» **TRECHO DA PÁGINA**
Traduzido por Julio Batista
Original de Michael Marshall para o The Skeptic
Em 2015, como parte de minha função na Good Thinking Society, eu liderava um projeto para confrontar e acabar com os gastos do Serviço Nacional de Saúde (NHS) do Reino Unido com homeopatia. É algo sobre o qual escrevi muito antes de assumir o cargo de editor do The Skeptic e, como parte desse processo, em dezembro de 2015, participei de uma reunião de partes interessadas realizada pelo Grupo de Comissionamento Clínico de Liverpool, ou CGP na sigla em inglês, para avaliar a opinião do público sobre se a homeopatia deveria ser desfinanciada.

» **AÇÕES A REALIZAR**
(1) Resuma o trecho em duas frases.
(2) No trecho, reescreva a parte que começa com as palavras contendo "Traduzido por Julio" e termina com "deveria ser desfinanciada.", substituindo "homeopatia" por "acupuntura".
Responda usando apenas o trecho.

» **LINHAS FORNECIDAS**
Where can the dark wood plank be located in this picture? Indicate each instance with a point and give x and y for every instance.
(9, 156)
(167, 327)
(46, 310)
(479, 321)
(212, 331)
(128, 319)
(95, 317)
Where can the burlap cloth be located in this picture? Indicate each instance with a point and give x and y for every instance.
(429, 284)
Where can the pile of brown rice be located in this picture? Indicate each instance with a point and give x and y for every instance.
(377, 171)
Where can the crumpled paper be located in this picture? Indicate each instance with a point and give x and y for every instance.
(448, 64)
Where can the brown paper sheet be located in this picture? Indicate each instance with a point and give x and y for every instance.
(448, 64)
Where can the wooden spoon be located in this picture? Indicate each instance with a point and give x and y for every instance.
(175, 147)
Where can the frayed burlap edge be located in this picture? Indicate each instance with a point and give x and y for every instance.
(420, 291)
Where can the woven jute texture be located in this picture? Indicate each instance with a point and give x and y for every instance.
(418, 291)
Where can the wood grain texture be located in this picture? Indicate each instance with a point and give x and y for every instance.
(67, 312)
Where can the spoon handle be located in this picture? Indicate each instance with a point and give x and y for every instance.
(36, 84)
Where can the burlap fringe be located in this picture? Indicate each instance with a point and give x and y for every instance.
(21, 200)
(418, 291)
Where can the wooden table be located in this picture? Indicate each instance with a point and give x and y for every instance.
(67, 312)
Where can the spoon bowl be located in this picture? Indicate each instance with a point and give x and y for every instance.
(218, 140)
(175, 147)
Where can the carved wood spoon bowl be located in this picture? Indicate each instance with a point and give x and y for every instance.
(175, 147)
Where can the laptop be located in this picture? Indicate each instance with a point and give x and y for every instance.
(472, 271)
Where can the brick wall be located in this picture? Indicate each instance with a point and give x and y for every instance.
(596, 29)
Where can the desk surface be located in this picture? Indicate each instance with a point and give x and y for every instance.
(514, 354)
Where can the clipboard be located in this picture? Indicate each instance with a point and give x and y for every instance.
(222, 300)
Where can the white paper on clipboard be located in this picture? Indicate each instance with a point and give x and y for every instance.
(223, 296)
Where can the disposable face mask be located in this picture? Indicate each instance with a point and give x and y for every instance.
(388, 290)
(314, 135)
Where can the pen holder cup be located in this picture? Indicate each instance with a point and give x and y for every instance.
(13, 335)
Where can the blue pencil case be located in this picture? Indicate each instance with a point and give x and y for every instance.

» **RESULTADOS POR TAREFA**
(1) Em 2015, na Good Thinking Society, quem escreve liderava um projeto para confrontar e acabar com os gastos do Serviço Nacional de Saúde (NHS) do Reino Unido com homeopatia. Como parte desse processo, em dezembro de 2015, participou de uma reunião de partes interessadas do Grupo de Comissionamento Clínico de Liverpool, que buscava avaliar a opinião do público sobre o desfinanciamento da homeopatia.

(2)
Traduzido por Julio Batista
Original de Michael Marshall para o The Skeptic
Em 2015, como parte de minha função na Good Thinking Society, eu liderava um projeto para confrontar e acabar com os gastos do Serviço Nacional de Saúde (NHS) do Reino Unido com acupuntura. É algo sobre o qual escrevi muito antes de assumir o cargo de editor do The Skeptic e, como parte desse processo, em dezembro de 2015, participei de uma reunião de partes interessadas realizada pelo Grupo de Comissionamento Clínico de Liverpool, ou CGP na sigla em inglês, para avaliar a opinião do público sobre se a acupuntura deveria ser desfinanciada.